• [EXERCISE TASK]:
Copy the rows from the line with "May I ask you to find the woman's blonde" up to and including the line with "138,108,176,177", keeping the requests, and increase every bounding-box coordinate in the answers by 109.

===== DATA TO PROCESS =====

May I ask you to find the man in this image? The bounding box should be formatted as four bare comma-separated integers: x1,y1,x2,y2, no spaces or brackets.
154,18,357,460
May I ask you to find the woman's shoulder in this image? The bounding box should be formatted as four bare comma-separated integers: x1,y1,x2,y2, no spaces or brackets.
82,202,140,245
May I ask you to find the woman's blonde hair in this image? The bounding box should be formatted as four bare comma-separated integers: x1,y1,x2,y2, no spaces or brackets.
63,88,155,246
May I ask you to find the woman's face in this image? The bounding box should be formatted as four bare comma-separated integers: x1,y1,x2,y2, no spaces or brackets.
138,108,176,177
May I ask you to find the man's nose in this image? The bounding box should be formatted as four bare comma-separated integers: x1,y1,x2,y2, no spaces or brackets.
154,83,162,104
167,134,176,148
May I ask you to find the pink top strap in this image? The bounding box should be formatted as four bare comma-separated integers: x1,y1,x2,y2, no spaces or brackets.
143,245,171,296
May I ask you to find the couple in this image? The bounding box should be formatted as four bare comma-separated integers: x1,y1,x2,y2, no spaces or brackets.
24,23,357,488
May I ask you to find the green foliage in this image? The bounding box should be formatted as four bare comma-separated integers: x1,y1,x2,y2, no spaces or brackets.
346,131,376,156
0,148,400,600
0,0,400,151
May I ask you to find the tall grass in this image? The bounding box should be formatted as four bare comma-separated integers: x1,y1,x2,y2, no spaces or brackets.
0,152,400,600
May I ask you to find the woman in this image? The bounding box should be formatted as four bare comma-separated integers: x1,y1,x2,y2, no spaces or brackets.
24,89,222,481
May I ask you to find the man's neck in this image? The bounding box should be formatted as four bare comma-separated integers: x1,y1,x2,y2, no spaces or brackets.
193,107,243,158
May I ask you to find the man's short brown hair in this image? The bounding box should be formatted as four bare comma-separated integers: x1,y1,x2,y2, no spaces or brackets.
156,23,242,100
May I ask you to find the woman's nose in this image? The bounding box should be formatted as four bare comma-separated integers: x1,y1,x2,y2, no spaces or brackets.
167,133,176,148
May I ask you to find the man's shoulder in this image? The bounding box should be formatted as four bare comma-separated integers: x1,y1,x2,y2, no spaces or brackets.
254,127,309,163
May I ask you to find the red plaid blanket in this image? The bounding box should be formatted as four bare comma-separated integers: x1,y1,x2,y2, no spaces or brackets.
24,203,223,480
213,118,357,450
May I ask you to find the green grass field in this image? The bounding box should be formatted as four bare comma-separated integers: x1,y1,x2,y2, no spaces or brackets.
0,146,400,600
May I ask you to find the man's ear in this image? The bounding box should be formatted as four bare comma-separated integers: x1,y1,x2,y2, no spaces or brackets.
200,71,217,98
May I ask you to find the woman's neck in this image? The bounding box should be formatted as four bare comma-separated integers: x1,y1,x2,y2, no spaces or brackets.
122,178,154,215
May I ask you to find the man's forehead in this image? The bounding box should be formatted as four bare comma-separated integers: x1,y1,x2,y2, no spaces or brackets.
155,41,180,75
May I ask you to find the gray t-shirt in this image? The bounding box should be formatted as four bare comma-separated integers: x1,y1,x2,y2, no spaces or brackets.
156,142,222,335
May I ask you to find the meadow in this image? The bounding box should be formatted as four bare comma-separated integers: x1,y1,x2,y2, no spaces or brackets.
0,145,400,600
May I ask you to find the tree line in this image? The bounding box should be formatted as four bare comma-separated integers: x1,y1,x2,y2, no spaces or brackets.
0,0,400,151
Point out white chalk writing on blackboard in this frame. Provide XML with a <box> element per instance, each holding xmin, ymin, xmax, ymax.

=====

• [FINAL ANSWER]:
May I ask you to find the woman's blonde hair in this image? The bounding box should be formatted as four bare comma-separated integers: x1,y1,x2,y2, no spaces or brackets.
172,197,264,355
May I ask you to find the woman's face in this image? The bounding box should be formatted as four bare comma-separated integers: x1,y1,x2,y2, no spaces or brackets.
247,217,285,286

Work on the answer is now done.